Copy out every line of the part of the records that opens with the line containing "job: outline every instance of the purple" and closes at the end of the records. Shift each coordinate in the answers by adding 137 to every number, and leave all other lines unchanged.
================================
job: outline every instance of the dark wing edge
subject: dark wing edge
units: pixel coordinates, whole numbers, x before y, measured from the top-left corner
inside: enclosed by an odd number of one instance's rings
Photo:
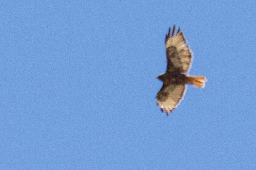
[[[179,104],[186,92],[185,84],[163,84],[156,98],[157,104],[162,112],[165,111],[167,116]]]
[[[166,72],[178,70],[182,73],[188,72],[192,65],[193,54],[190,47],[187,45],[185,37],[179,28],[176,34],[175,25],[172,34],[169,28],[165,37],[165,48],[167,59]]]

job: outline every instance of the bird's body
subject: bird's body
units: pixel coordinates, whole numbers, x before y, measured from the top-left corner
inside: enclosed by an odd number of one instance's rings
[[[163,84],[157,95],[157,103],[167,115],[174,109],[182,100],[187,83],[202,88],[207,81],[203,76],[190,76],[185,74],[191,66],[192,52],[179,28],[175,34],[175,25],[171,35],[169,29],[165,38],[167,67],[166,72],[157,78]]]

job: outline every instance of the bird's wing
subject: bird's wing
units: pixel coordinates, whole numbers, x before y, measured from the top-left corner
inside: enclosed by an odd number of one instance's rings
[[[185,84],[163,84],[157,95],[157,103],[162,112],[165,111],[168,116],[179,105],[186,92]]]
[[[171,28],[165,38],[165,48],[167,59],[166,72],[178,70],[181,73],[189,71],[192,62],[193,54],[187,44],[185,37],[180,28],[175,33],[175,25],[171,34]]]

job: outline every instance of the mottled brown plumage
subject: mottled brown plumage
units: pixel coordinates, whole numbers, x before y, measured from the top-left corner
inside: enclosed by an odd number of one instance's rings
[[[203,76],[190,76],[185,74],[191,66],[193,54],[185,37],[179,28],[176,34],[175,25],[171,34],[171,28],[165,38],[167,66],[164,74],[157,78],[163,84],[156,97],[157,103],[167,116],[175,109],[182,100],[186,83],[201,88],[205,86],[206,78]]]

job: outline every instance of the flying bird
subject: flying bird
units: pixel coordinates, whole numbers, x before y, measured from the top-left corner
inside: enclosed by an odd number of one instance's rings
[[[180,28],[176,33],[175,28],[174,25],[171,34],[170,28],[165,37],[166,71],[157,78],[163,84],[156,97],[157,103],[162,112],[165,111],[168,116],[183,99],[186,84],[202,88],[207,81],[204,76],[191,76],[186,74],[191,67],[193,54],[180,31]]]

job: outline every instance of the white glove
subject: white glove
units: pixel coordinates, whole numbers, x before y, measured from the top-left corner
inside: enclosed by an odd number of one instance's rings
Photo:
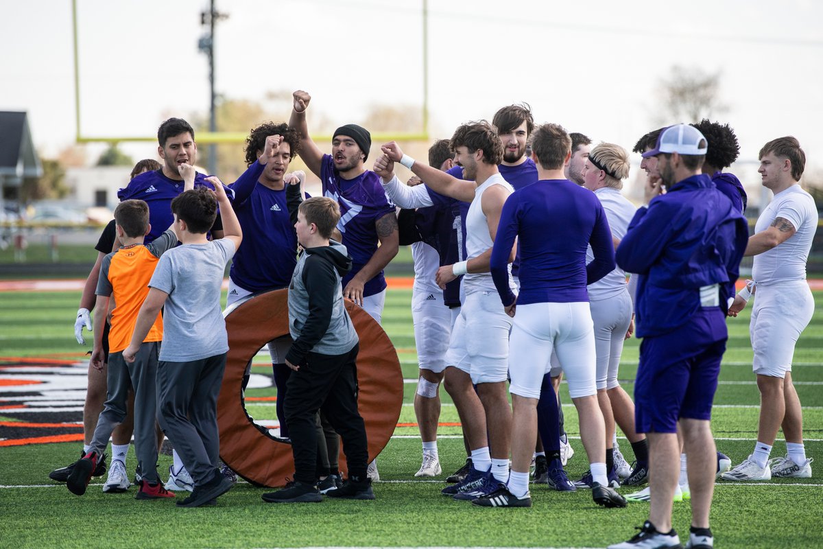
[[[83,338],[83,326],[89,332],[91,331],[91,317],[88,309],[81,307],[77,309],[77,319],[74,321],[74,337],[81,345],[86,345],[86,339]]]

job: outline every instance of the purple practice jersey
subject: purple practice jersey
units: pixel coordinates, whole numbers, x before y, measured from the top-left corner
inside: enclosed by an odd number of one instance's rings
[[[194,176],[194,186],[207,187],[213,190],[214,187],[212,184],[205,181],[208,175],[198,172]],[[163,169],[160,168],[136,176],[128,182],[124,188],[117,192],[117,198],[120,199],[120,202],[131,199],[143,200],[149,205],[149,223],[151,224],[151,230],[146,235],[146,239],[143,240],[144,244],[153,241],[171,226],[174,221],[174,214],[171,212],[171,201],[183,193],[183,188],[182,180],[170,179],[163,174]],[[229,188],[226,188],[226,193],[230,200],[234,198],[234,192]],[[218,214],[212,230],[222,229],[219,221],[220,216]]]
================================
▶ **Result for this exercise**:
job: outline every instance of the purple practice jersey
subject: purple practice jersey
units: pixel coordinates, whole numbers, x before y, measured from the top-left corner
inside: enclosed by an odd number of one instance's rings
[[[331,313],[331,323],[344,324],[350,327],[351,324],[349,321],[342,318],[345,312],[335,309]],[[300,306],[297,305],[273,313],[265,319],[261,325],[254,329],[254,335],[257,336],[257,339],[268,336],[280,337],[286,342],[286,360],[288,361],[288,367],[283,372],[283,376],[280,377],[281,381],[290,378],[308,363],[311,358],[311,351],[308,349],[308,338],[320,330],[320,325],[319,317],[307,316],[300,311]],[[366,325],[363,325],[363,330],[367,337],[371,335],[371,329]],[[355,351],[349,367],[359,366],[356,358],[357,353]]]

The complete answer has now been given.